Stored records

***

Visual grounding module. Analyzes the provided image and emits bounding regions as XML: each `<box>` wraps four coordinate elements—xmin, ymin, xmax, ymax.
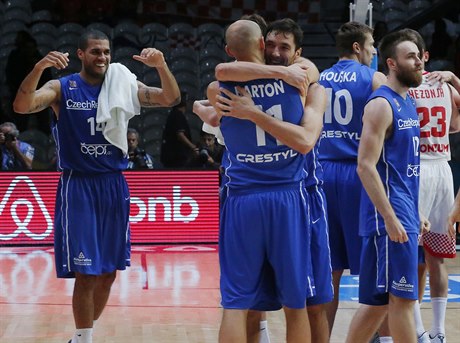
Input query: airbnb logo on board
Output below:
<box><xmin>0</xmin><ymin>176</ymin><xmax>54</xmax><ymax>240</ymax></box>
<box><xmin>130</xmin><ymin>186</ymin><xmax>199</xmax><ymax>223</ymax></box>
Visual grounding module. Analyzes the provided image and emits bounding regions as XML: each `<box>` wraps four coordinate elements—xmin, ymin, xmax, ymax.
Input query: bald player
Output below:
<box><xmin>207</xmin><ymin>20</ymin><xmax>325</xmax><ymax>343</ymax></box>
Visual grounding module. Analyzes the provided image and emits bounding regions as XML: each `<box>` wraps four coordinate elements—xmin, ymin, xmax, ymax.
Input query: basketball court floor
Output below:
<box><xmin>1</xmin><ymin>245</ymin><xmax>459</xmax><ymax>342</ymax></box>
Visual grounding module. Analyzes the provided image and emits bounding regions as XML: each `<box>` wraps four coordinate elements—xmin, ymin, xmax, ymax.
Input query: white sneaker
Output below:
<box><xmin>430</xmin><ymin>333</ymin><xmax>446</xmax><ymax>343</ymax></box>
<box><xmin>418</xmin><ymin>332</ymin><xmax>430</xmax><ymax>343</ymax></box>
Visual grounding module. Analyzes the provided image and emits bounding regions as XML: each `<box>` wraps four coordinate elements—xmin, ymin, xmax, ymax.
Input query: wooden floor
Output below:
<box><xmin>1</xmin><ymin>245</ymin><xmax>459</xmax><ymax>343</ymax></box>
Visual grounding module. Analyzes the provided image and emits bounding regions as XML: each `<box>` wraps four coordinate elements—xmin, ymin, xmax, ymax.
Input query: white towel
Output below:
<box><xmin>97</xmin><ymin>62</ymin><xmax>141</xmax><ymax>156</ymax></box>
<box><xmin>202</xmin><ymin>122</ymin><xmax>225</xmax><ymax>146</ymax></box>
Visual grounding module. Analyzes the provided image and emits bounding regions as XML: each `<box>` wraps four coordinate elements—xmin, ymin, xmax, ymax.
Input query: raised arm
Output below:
<box><xmin>134</xmin><ymin>48</ymin><xmax>181</xmax><ymax>107</ymax></box>
<box><xmin>357</xmin><ymin>98</ymin><xmax>408</xmax><ymax>243</ymax></box>
<box><xmin>13</xmin><ymin>51</ymin><xmax>68</xmax><ymax>117</ymax></box>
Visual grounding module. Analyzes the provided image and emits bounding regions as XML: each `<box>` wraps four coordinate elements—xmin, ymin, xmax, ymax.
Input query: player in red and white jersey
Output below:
<box><xmin>405</xmin><ymin>29</ymin><xmax>460</xmax><ymax>343</ymax></box>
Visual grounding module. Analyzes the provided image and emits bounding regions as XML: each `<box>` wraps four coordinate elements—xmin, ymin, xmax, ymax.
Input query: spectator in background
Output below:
<box><xmin>0</xmin><ymin>122</ymin><xmax>34</xmax><ymax>170</ymax></box>
<box><xmin>429</xmin><ymin>18</ymin><xmax>455</xmax><ymax>71</ymax></box>
<box><xmin>161</xmin><ymin>94</ymin><xmax>199</xmax><ymax>168</ymax></box>
<box><xmin>6</xmin><ymin>31</ymin><xmax>53</xmax><ymax>135</ymax></box>
<box><xmin>188</xmin><ymin>130</ymin><xmax>223</xmax><ymax>170</ymax></box>
<box><xmin>127</xmin><ymin>128</ymin><xmax>159</xmax><ymax>169</ymax></box>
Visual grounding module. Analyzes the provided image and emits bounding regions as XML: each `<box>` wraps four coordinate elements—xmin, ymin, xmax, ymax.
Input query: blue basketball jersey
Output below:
<box><xmin>318</xmin><ymin>60</ymin><xmax>376</xmax><ymax>161</ymax></box>
<box><xmin>52</xmin><ymin>73</ymin><xmax>128</xmax><ymax>173</ymax></box>
<box><xmin>360</xmin><ymin>86</ymin><xmax>420</xmax><ymax>236</ymax></box>
<box><xmin>219</xmin><ymin>79</ymin><xmax>306</xmax><ymax>190</ymax></box>
<box><xmin>304</xmin><ymin>140</ymin><xmax>324</xmax><ymax>188</ymax></box>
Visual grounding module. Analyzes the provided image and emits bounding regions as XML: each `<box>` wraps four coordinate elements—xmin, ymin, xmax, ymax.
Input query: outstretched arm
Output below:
<box><xmin>193</xmin><ymin>99</ymin><xmax>220</xmax><ymax>127</ymax></box>
<box><xmin>211</xmin><ymin>84</ymin><xmax>325</xmax><ymax>154</ymax></box>
<box><xmin>215</xmin><ymin>58</ymin><xmax>319</xmax><ymax>96</ymax></box>
<box><xmin>427</xmin><ymin>71</ymin><xmax>460</xmax><ymax>98</ymax></box>
<box><xmin>13</xmin><ymin>51</ymin><xmax>67</xmax><ymax>117</ymax></box>
<box><xmin>134</xmin><ymin>48</ymin><xmax>181</xmax><ymax>107</ymax></box>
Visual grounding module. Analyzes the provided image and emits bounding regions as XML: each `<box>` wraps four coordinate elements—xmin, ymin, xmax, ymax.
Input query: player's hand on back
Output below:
<box><xmin>427</xmin><ymin>71</ymin><xmax>453</xmax><ymax>85</ymax></box>
<box><xmin>283</xmin><ymin>64</ymin><xmax>309</xmax><ymax>96</ymax></box>
<box><xmin>217</xmin><ymin>86</ymin><xmax>258</xmax><ymax>120</ymax></box>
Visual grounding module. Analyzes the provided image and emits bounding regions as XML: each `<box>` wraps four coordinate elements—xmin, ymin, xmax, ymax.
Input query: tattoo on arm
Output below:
<box><xmin>142</xmin><ymin>88</ymin><xmax>161</xmax><ymax>107</ymax></box>
<box><xmin>27</xmin><ymin>102</ymin><xmax>47</xmax><ymax>113</ymax></box>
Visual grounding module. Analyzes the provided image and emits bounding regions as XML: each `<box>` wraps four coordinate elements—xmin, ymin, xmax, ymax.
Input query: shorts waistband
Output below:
<box><xmin>62</xmin><ymin>169</ymin><xmax>123</xmax><ymax>178</ymax></box>
<box><xmin>226</xmin><ymin>181</ymin><xmax>303</xmax><ymax>196</ymax></box>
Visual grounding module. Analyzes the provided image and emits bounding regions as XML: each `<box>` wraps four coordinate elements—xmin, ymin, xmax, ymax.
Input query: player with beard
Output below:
<box><xmin>345</xmin><ymin>31</ymin><xmax>424</xmax><ymax>343</ymax></box>
<box><xmin>13</xmin><ymin>30</ymin><xmax>180</xmax><ymax>343</ymax></box>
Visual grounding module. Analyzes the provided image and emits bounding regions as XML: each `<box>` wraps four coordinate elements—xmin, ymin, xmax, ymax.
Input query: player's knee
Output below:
<box><xmin>307</xmin><ymin>304</ymin><xmax>325</xmax><ymax>317</ymax></box>
<box><xmin>98</xmin><ymin>271</ymin><xmax>117</xmax><ymax>288</ymax></box>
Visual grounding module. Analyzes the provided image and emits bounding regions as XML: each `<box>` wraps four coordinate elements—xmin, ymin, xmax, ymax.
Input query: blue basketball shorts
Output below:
<box><xmin>54</xmin><ymin>170</ymin><xmax>131</xmax><ymax>278</ymax></box>
<box><xmin>322</xmin><ymin>161</ymin><xmax>362</xmax><ymax>274</ymax></box>
<box><xmin>219</xmin><ymin>183</ymin><xmax>314</xmax><ymax>310</ymax></box>
<box><xmin>359</xmin><ymin>234</ymin><xmax>418</xmax><ymax>305</ymax></box>
<box><xmin>306</xmin><ymin>185</ymin><xmax>333</xmax><ymax>306</ymax></box>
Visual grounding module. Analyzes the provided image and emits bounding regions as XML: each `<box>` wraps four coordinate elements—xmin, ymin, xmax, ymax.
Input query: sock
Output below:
<box><xmin>72</xmin><ymin>328</ymin><xmax>93</xmax><ymax>343</ymax></box>
<box><xmin>414</xmin><ymin>300</ymin><xmax>426</xmax><ymax>336</ymax></box>
<box><xmin>430</xmin><ymin>297</ymin><xmax>447</xmax><ymax>336</ymax></box>
<box><xmin>259</xmin><ymin>320</ymin><xmax>270</xmax><ymax>343</ymax></box>
<box><xmin>379</xmin><ymin>337</ymin><xmax>394</xmax><ymax>343</ymax></box>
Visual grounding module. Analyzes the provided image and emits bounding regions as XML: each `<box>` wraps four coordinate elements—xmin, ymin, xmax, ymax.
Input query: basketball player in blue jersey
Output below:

***

▶ _WHAT THIS TASK INVOLVES_
Return precisely the lines of the records, starting with the line that holds "Input query: sock" and ending with the last one.

▶ _OUTPUT FOR THIS TASK_
Input query: sock
Output below:
<box><xmin>72</xmin><ymin>328</ymin><xmax>93</xmax><ymax>343</ymax></box>
<box><xmin>414</xmin><ymin>300</ymin><xmax>426</xmax><ymax>336</ymax></box>
<box><xmin>430</xmin><ymin>297</ymin><xmax>447</xmax><ymax>336</ymax></box>
<box><xmin>259</xmin><ymin>320</ymin><xmax>270</xmax><ymax>343</ymax></box>
<box><xmin>379</xmin><ymin>337</ymin><xmax>394</xmax><ymax>343</ymax></box>
Visual grounding module. Analyzes the provided image and emits bounding regions as XML: each `<box>` wraps four coordinate elements—xmin, ymin, xmax, ymax.
Input query: basketball player in blue jersey
Output below:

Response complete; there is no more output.